WORK INSTRUCTION 1 ->
Transcribe the stretch of the forum thread on driving after sedation from "Put this to" through "(Aug 17, 2011)".
WORK INSTRUCTION 2 ->
Pick up the forum thread on driving after sedation and extend it beyond its last line.

EXERCISE TEXT ->
BEGIN
Just to add, be bloody careful driving after being sedated. As in in an insurance term. You get advised about operating machinery etc, you don't have to inform your insurance but if you had an accident this might go against you. 24hr rule of thumb with sedation wipes out most of Tuesday. Personally I wouldn't risk driving until Wed if you get knocked out or your op is late in the day. 

Put this to them to get an extension on your grace period.

Best of luck buddy, you'll get a chance to enjoy it without all this grief soon enough!


----------



## Blade1 (Aug 17, 2011)

PaulH0070 said:


> Christ, what an arse ache. Hope you get sorted Blade.
> 
> Just to add, be bloody careful driving after being sedated. As in in an insurance term. You get advised about operating machinery etc, you don't have to inform your insurance but if you had an accident this might go against you. 24hr rule of thumb with sedation wipes out most of Tuesday. Personally I wouldn't risk driving until Wed if you get knocked out or your op is late in the day.
END
RECORDS SHOWN ->
BEGIN
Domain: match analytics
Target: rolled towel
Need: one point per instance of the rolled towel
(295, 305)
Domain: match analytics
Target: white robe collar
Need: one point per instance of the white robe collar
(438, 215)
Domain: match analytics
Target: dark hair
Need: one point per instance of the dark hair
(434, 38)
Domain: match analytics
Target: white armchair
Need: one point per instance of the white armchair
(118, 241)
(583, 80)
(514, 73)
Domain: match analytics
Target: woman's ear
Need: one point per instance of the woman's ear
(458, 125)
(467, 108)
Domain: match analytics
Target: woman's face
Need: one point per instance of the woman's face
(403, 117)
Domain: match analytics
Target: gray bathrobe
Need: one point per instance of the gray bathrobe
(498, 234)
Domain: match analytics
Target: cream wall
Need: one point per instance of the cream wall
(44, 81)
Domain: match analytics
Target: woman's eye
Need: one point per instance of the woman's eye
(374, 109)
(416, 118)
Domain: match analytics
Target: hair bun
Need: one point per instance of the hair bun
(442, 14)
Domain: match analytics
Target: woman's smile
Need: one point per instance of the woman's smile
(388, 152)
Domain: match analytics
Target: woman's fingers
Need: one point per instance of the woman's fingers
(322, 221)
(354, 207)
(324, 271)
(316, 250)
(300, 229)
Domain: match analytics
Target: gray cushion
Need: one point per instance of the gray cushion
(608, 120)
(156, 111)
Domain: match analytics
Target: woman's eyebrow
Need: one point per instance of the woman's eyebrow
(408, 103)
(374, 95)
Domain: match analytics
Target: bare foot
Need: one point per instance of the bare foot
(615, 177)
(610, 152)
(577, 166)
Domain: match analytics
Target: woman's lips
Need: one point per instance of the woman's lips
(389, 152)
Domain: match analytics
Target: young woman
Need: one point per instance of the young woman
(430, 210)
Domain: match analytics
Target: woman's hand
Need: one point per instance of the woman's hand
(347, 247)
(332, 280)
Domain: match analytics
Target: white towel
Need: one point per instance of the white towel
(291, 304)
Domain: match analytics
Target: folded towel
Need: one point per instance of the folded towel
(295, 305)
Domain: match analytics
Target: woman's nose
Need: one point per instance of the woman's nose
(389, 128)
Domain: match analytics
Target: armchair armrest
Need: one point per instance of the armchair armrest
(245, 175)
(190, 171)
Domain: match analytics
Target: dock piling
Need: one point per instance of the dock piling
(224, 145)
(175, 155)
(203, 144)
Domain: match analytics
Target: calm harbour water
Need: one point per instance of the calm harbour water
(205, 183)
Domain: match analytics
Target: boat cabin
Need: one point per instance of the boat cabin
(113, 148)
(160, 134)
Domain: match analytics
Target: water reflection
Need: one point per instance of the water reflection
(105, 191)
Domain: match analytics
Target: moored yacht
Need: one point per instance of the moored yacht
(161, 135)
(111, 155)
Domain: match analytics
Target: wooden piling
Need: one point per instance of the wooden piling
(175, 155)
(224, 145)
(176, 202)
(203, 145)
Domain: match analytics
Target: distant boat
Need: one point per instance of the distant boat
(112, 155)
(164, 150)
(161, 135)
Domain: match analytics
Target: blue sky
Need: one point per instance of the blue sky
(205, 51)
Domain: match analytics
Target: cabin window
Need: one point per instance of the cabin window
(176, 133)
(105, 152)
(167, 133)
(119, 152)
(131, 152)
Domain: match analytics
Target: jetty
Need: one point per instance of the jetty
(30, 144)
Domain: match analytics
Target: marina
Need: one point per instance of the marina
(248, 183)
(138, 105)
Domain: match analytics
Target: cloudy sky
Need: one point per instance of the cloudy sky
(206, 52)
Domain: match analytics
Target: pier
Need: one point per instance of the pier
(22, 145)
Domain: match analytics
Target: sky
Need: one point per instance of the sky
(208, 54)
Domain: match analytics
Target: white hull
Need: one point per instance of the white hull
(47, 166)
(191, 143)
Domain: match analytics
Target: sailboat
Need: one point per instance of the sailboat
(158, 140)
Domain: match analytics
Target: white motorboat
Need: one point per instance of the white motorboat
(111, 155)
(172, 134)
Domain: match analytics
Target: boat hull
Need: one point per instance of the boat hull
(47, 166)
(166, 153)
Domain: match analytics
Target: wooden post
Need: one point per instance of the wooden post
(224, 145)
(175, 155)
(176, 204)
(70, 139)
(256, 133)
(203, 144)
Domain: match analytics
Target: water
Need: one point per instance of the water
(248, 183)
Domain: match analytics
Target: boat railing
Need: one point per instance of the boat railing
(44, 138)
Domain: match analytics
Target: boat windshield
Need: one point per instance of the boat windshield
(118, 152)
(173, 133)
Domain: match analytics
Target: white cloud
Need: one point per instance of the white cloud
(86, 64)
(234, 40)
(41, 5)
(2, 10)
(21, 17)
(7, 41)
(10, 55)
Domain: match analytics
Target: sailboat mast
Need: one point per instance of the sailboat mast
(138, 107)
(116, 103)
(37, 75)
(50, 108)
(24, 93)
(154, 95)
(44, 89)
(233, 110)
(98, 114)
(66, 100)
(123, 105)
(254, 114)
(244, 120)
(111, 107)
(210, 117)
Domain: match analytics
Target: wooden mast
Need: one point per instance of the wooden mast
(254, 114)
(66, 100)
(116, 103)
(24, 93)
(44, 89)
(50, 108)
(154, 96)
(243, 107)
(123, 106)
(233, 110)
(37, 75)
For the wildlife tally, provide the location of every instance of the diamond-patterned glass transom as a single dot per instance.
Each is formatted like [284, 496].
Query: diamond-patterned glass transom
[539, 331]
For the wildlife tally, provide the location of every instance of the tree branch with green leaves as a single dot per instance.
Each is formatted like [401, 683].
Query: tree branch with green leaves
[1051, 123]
END
EXERCISE ANSWER 1 ->
Put this to them to get an extension on your grace period.

Best of luck buddy, you'll get a chance to enjoy it without all this grief soon enough!


----------



## Blade1 (Aug 17, 2011)

EXERCISE ANSWER 2 ->
> 
> ...


I have a family member driving me to and from the hospital tomorrow (in a different car) so I'm good there. I had the exact same surgery done last year actually and was working from home in the afternoon lol but yes the sedation is strong. I won't be knocked out.

Said family member can also take the car to the specialist and I will be a passenger so that's good.

Op is in the morning but yes I won't be risking anything. I always go on the principle that it takes ages to get a car like this (saving up etc) but just a few seconds to lose it all.

What worries me is I can get a report from the specialist but it will be a few paragraphs but Admiral may say they want a full 20 page report of the car's technical spec (which is costly). They didn't have a clue on the phone but sods law I am sure they will play silly buggers.

I've contacted Pace Ward, will see what they say. Worst case I go with CCI, stage 4 sounds like a must lol so I'd just have to take hit in insurance.

Lesson learnt don't play with quotes. Not sure now if someone played with quotes on my number plate (say a passer by who happened to be into these cars), will I get stung??? Even if they use a different name and post code.

It does suck, my ownership experience has been marred with problems. First my drive, and now this. Neither is unsolvable but it's just more things to do and worry about.  

Still, great car!


----------



## jrattan (Oct 23, 2014)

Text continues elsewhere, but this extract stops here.